- DIRECTIVES -
1. Print the passage from the refining results excerpt word for word, starting at "Refining Adjusted EBITDA" and ending at "distillate crack trends.".
2. Condense the paragraph of the refining results excerpt that opens with "First quarter 2016 refining throughput" into a short bulleted list that keeps its main figures.

[start of SELECTED EXCERPT]

Refining Adjusted EBITDA was $6.1 million in the first quarter of 2016, a decrease of $13.4 million compared to $19.5 million in the first quarter of 2015, primarily driven by lower on-island sales and lower crack spreads.

The combined Mid Pacific crack spread for products and crude differentials was $6.58/bbl in the first quarter of 2016 compared to $11.51/bbl in the first quarter of 2015 and $8.25/bbl in the fourth quarter of 2015.  The lower sequential index in the first quarter of 2016 was primarily driven by global negative distillate crack trends.

First quarter 2016 refining throughput was 74.2 thousand barrels per day (Mbpd), or 79% utilization. This compares to 74.8 thousand barrels per day for the same period in 2015. Before depreciation and amortization, production costs were $3.74 per throughput barrel in the first quarter of 2016, compared to $3.88/bbl in the same period in 2015 and $3.51/bbl in the fourth quarter of 2015. 

As previously reported, Par Pacific is planning a turnaround at the refinery during the third quarter of 2016. The turnaround is part of a routine maintenance plan and will also include capital improvements to reduce emissions of air pollutants as a result of the Consent Decree between a subsidiary of the Company, subsidiaries of Tesoro Corporation, the United States Environmental Protection Agency and the United States Department of Justice. The turnaround is currently anticipated to last approximately 30 days and will require approximately $30 million to $35 million in aggregate expenditures.

[end of SELECTED EXCERPT]
[start of RECORD SET]

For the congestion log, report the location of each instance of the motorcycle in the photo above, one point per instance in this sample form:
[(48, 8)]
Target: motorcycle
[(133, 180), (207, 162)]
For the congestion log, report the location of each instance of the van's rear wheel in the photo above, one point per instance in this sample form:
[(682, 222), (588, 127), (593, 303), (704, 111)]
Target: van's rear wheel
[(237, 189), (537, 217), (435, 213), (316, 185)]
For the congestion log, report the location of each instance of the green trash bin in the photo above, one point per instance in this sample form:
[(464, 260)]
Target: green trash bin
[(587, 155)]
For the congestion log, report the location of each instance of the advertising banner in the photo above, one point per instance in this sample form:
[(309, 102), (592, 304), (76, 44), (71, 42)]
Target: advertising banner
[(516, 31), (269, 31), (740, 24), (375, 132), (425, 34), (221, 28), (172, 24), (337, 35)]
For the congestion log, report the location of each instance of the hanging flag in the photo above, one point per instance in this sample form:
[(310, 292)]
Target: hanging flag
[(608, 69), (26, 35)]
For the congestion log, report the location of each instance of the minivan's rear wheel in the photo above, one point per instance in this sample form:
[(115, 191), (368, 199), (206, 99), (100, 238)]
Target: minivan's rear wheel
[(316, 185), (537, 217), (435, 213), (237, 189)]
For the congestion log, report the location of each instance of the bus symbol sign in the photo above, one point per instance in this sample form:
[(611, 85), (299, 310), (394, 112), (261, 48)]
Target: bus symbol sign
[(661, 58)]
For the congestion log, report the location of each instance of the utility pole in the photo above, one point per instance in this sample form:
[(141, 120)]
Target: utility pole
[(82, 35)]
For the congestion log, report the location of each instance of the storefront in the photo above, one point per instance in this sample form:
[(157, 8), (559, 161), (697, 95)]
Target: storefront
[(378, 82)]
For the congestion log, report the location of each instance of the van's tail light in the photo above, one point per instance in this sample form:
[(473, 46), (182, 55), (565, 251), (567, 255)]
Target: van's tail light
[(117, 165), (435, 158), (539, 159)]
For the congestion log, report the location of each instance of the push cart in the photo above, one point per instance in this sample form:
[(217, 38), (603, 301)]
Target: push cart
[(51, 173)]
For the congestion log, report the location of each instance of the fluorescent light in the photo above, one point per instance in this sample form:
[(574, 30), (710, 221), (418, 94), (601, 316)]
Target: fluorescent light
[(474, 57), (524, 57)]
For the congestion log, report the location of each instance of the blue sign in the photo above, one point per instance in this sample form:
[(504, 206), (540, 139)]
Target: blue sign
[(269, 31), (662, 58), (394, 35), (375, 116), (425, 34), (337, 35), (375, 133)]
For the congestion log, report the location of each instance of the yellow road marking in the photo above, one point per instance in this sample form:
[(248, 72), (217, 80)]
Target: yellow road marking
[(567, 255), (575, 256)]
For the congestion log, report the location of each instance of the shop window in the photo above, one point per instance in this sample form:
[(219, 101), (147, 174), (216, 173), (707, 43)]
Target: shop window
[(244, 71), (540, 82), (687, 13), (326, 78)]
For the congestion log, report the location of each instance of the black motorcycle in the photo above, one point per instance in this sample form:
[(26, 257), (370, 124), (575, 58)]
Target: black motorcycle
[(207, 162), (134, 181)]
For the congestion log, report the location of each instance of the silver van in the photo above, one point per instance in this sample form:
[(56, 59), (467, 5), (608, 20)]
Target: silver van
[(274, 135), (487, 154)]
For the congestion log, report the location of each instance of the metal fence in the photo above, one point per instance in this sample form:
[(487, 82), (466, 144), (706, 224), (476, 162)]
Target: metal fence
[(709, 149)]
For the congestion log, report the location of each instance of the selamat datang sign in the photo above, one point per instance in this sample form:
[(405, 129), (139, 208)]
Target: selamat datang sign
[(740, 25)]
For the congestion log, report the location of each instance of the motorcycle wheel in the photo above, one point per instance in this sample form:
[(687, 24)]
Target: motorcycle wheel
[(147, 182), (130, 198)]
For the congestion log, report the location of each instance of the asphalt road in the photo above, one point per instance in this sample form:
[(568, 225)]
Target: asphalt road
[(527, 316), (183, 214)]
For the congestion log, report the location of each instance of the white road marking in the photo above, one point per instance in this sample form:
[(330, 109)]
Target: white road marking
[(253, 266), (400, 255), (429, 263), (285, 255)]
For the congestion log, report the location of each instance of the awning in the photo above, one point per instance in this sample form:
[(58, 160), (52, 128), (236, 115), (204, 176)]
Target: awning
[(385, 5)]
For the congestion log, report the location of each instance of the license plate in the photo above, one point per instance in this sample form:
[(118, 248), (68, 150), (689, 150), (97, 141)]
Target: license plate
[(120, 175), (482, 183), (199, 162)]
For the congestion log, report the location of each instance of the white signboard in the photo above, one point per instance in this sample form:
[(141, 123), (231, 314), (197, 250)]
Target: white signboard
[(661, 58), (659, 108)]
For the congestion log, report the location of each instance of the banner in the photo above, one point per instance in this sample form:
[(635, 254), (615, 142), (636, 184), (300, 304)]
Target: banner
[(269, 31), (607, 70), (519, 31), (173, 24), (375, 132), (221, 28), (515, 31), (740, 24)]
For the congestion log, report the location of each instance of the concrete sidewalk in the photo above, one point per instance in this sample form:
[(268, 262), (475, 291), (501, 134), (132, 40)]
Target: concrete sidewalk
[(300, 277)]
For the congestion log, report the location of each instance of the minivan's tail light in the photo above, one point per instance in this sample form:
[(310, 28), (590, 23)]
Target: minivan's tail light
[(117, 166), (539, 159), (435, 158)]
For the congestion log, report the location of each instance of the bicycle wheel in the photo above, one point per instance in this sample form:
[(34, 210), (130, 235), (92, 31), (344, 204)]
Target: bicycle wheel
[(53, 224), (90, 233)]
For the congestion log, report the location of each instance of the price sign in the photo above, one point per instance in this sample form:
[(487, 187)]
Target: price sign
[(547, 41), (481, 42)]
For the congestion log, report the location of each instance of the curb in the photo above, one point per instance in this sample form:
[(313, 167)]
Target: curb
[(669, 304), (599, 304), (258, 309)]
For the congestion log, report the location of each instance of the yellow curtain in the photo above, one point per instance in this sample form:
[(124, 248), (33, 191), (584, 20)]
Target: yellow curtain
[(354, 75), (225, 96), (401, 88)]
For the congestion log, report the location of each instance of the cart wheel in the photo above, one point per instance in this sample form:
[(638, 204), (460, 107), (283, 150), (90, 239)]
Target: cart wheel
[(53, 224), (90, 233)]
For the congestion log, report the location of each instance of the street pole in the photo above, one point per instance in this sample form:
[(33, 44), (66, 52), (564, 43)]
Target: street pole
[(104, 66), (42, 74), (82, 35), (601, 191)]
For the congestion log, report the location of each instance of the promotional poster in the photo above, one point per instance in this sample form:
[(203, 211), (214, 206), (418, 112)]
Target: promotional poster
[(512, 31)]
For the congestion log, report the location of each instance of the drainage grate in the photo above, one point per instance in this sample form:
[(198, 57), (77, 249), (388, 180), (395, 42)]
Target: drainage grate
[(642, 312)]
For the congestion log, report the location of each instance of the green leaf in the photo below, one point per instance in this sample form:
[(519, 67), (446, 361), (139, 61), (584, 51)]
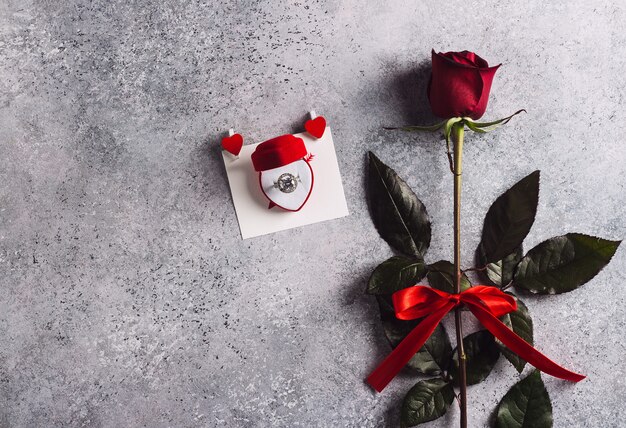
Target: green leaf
[(426, 401), (526, 405), (521, 323), (433, 357), (563, 263), (500, 273), (441, 276), (415, 128), (482, 354), (509, 220), (484, 127), (447, 128), (395, 274), (399, 216)]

[end of RECORD SET]

- TASK-BY-TASK SOLUTIONS -
1.
Refining Adjusted EBITDA was $6.1 million in the first quarter of 2016, a decrease of $13.4 million compared to $19.5 million in the first quarter of 2015, primarily driven by lower on-island sales and lower crack spreads.

The combined Mid Pacific crack spread for products and crude differentials was $6.58/bbl in the first quarter of 2016 compared to $11.51/bbl in the first quarter of 2015 and $8.25/bbl in the fourth quarter of 2015.  The lower sequential index in the first quarter of 2016 was primarily driven by global negative distillate crack trends.

2.
- Refining throughput: 74.2 thousand barrels per day (Mbpd) in Q1 2016, or 79% utilization, vs. 74.8 Mbpd in Q1 2015
- Production costs before depreciation and amortization: $3.74 per throughput barrel in Q1 2016, vs. $3.88/bbl in Q1 2015 and $3.51/bbl in Q4 2015